Dataset excerpts:

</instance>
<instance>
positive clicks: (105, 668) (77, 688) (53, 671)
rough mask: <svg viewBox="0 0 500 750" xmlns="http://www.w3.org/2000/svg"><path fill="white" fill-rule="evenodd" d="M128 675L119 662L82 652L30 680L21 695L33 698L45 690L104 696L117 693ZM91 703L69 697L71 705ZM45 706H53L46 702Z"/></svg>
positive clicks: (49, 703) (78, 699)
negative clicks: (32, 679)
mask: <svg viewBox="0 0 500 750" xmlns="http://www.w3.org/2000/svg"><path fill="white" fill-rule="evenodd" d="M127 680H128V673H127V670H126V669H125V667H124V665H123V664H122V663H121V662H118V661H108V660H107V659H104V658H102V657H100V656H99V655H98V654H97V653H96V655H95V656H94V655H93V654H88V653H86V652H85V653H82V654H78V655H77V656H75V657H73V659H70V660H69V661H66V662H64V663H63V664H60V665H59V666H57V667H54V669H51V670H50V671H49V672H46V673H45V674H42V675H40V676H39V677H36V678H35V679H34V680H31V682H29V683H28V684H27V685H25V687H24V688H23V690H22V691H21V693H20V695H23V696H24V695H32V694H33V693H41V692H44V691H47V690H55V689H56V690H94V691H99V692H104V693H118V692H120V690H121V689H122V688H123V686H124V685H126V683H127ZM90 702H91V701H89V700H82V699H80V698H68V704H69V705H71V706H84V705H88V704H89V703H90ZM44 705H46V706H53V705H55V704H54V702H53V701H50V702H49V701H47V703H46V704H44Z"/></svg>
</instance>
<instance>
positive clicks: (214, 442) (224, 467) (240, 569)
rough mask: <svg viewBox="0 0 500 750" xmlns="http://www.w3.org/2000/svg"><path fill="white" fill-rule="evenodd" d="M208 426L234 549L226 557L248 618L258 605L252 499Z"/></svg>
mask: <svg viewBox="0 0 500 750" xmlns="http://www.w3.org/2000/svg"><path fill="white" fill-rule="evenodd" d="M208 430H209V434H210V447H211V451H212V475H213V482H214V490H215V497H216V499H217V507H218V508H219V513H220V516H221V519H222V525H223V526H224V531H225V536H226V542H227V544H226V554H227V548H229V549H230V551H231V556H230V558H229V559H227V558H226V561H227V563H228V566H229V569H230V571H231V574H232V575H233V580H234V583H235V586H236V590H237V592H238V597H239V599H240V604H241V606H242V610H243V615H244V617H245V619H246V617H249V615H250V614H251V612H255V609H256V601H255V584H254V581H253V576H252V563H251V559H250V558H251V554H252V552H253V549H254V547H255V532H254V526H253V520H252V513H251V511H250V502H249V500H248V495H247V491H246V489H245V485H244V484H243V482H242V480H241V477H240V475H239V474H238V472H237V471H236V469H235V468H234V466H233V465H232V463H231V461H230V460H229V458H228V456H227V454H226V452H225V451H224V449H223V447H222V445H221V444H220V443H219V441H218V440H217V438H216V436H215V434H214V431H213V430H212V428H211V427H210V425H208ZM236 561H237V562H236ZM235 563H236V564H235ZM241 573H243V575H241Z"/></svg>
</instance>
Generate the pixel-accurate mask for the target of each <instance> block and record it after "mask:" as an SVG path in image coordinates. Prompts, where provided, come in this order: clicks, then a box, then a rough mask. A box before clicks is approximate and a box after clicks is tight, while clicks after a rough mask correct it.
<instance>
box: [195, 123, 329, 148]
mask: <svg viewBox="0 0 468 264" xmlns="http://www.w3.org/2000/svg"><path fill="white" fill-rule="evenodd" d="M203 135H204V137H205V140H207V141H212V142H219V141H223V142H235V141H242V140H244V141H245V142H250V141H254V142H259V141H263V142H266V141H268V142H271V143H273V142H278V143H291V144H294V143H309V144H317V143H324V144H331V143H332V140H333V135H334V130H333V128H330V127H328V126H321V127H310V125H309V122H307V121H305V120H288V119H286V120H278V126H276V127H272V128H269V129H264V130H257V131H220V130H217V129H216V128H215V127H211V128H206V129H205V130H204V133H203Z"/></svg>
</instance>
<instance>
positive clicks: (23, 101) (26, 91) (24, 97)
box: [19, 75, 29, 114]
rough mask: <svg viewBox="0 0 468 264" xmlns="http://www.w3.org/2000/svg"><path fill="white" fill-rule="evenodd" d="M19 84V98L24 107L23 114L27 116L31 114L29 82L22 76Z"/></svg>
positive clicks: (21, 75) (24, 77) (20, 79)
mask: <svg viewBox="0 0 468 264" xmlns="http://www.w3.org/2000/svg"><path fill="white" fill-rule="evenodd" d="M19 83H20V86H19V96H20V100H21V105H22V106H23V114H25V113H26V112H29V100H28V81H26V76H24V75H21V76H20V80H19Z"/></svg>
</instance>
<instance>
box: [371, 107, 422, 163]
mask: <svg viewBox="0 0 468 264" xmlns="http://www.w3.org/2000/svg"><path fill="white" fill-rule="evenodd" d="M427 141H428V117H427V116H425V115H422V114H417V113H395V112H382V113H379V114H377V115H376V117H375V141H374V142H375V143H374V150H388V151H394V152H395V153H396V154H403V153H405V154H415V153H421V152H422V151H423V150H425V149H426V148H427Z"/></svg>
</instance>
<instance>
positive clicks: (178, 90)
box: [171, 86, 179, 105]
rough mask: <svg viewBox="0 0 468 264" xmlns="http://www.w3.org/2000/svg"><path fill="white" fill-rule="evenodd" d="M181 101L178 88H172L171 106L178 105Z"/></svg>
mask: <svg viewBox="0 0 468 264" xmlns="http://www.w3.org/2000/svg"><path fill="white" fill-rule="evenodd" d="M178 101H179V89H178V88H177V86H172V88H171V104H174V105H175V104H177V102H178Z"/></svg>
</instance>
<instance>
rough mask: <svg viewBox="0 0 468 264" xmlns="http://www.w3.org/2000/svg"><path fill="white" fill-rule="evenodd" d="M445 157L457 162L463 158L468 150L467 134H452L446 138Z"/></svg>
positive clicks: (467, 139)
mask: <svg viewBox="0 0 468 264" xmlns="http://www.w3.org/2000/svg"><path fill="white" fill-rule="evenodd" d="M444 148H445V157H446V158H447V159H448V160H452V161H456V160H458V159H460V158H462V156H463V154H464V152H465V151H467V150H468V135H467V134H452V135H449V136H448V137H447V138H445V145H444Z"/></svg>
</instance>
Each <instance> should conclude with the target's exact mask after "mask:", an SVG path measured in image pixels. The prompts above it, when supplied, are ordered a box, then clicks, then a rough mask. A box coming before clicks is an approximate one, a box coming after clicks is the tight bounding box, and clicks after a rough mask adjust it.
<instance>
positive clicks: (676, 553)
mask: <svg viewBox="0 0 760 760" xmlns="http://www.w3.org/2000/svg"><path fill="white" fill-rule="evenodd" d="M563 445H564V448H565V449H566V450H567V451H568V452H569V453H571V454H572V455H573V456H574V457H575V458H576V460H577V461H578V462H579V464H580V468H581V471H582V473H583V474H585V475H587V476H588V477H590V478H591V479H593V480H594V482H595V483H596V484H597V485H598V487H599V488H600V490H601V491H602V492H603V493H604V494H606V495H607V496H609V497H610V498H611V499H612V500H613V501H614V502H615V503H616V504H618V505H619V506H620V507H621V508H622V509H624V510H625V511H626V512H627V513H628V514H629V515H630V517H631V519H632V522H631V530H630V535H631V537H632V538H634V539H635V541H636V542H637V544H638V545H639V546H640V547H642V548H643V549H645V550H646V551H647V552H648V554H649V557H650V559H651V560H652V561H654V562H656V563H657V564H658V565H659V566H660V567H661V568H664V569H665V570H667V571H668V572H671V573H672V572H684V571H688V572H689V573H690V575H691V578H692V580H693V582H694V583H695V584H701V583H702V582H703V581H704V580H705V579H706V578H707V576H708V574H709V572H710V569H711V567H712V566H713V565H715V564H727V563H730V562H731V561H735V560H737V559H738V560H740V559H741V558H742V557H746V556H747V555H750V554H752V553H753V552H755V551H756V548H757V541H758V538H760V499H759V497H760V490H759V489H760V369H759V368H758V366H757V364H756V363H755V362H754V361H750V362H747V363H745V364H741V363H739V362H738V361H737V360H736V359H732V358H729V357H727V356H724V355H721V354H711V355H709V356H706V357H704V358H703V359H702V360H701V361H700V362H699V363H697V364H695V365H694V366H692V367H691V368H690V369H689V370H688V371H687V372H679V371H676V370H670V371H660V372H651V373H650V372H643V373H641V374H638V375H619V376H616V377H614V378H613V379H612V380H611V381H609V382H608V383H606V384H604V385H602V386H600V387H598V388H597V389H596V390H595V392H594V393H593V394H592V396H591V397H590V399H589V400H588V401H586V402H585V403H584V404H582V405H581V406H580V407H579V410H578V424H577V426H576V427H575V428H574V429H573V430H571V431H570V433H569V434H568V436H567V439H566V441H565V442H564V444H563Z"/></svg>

_Work instructions_.
Pick each line holding "target" out of the entries above and return it.

_Solution_.
Generate the pixel-accurate mask for the target of each <instance> block and record it after "mask:" as an SVG path in image coordinates. Prompts, where provided, come in this order: clicks, then a box, then a rough mask. A box before clicks is approximate and a box after clicks is tight, while clicks after a rough mask correct it.
Each <instance> should conclude with the target's exact mask after "mask:", an SVG path measured in image pixels. The prompts above it, when supplied, are ordered a box, then clicks, then a rough mask. A box coming before clicks is an approximate one, a box coming after clicks is the tight bounding box, and clicks after a rough mask adjust it.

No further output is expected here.